>> BEGIN Information supplied

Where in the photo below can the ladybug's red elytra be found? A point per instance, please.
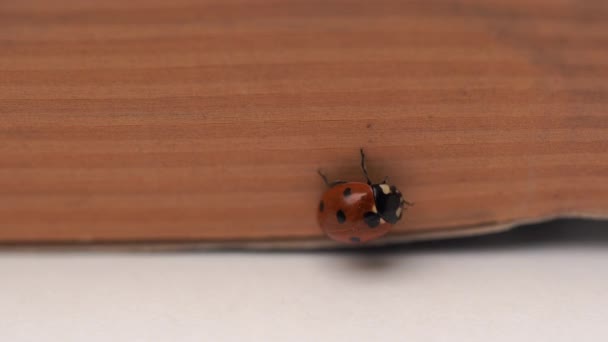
(356, 212)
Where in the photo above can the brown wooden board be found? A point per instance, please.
(205, 121)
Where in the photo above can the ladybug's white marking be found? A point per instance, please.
(385, 189)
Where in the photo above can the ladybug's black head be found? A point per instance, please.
(389, 202)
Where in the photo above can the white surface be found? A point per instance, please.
(513, 292)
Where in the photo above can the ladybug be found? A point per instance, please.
(356, 212)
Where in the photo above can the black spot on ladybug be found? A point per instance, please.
(340, 216)
(347, 192)
(372, 219)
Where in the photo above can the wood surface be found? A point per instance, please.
(205, 121)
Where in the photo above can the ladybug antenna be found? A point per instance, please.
(364, 168)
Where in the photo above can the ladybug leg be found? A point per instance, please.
(364, 168)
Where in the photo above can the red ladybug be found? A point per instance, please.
(355, 212)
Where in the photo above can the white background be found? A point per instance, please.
(543, 283)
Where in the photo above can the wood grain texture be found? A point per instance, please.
(206, 120)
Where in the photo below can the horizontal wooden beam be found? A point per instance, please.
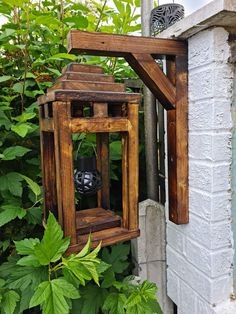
(87, 96)
(151, 74)
(99, 125)
(121, 45)
(88, 86)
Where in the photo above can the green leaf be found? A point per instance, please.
(61, 56)
(51, 295)
(115, 303)
(13, 152)
(24, 278)
(5, 78)
(10, 298)
(93, 298)
(11, 182)
(35, 188)
(120, 7)
(47, 20)
(21, 129)
(10, 212)
(34, 215)
(25, 116)
(117, 257)
(7, 33)
(109, 278)
(26, 246)
(84, 265)
(18, 87)
(30, 260)
(77, 21)
(4, 121)
(52, 245)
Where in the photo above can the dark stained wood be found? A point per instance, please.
(106, 237)
(122, 45)
(151, 74)
(177, 133)
(83, 76)
(111, 111)
(48, 170)
(125, 181)
(96, 219)
(87, 68)
(100, 111)
(98, 125)
(88, 86)
(133, 164)
(88, 96)
(64, 169)
(182, 138)
(47, 125)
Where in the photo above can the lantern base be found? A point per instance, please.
(95, 219)
(107, 237)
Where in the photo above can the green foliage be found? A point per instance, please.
(40, 276)
(33, 52)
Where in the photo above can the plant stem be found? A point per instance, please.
(101, 16)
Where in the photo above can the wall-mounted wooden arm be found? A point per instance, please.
(171, 90)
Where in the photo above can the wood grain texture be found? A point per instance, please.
(106, 237)
(48, 170)
(64, 169)
(88, 86)
(182, 138)
(100, 111)
(76, 67)
(125, 181)
(133, 164)
(177, 132)
(88, 96)
(83, 76)
(96, 219)
(47, 125)
(151, 74)
(121, 45)
(99, 125)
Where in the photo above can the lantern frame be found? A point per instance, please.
(61, 115)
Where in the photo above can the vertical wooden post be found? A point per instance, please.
(177, 130)
(103, 165)
(182, 137)
(48, 169)
(133, 162)
(125, 178)
(64, 168)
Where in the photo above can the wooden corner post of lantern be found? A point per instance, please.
(62, 114)
(171, 90)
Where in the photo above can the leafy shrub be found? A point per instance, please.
(34, 274)
(33, 52)
(40, 275)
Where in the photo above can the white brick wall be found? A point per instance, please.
(200, 254)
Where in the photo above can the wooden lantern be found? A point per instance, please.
(61, 115)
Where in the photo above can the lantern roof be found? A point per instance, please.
(88, 83)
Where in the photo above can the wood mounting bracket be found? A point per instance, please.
(170, 89)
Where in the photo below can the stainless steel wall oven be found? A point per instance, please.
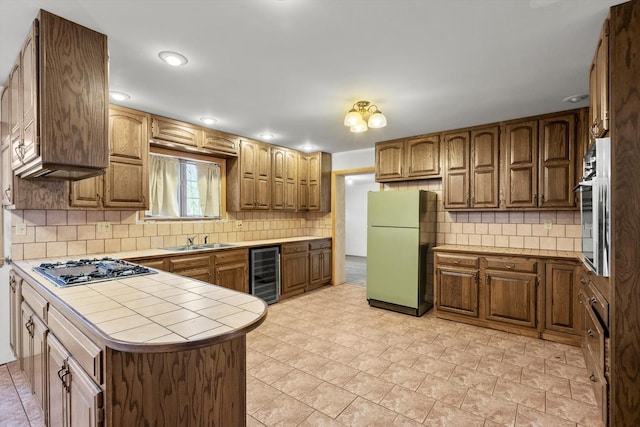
(595, 206)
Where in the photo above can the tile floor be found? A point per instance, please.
(327, 359)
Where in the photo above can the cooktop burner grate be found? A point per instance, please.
(83, 271)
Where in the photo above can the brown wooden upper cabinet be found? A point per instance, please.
(284, 172)
(57, 57)
(472, 170)
(540, 162)
(599, 85)
(406, 159)
(184, 136)
(125, 184)
(314, 182)
(249, 177)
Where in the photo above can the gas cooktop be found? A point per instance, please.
(84, 271)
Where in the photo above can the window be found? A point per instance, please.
(183, 188)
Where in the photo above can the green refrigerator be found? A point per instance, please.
(401, 233)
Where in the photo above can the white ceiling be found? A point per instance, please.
(294, 67)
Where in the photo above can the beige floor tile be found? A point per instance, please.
(573, 410)
(524, 395)
(473, 379)
(443, 415)
(408, 403)
(550, 383)
(528, 417)
(361, 412)
(460, 357)
(296, 383)
(259, 394)
(369, 364)
(500, 369)
(369, 387)
(435, 367)
(318, 419)
(442, 390)
(284, 411)
(487, 406)
(328, 399)
(403, 376)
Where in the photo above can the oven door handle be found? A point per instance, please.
(582, 184)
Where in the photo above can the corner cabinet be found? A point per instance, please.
(408, 159)
(471, 173)
(63, 78)
(249, 178)
(125, 184)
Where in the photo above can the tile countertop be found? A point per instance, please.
(485, 250)
(150, 253)
(159, 312)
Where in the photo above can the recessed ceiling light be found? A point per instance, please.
(173, 58)
(575, 98)
(118, 96)
(208, 120)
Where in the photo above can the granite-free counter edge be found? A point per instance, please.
(112, 313)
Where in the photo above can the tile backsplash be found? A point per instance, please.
(59, 233)
(513, 229)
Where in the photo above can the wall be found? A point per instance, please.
(356, 214)
(60, 233)
(353, 159)
(513, 229)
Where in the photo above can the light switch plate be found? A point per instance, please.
(21, 229)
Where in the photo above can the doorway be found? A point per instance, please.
(349, 187)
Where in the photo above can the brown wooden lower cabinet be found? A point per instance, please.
(523, 295)
(295, 268)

>> END Information supplied

• Brief
Reproduce verbatim every line of the entries above, from the line containing "Where in the photo above can the tile backsplash" through the final line of the entries, with both ends included.

• Task output
Where in the photo above can the tile backsplash be found? A point per instance, please.
(59, 233)
(513, 229)
Where in the photo above can the wall be found? A point per instance, please.
(356, 214)
(60, 233)
(353, 159)
(513, 229)
Where in the photo above can the light switch plate be found? A point per instance, please.
(21, 229)
Where in the photo above can the doorway be found? A point per instance, please.
(349, 187)
Where in the photo above can the brown wooden lower cabinet be found? A point per instance, please.
(523, 295)
(295, 268)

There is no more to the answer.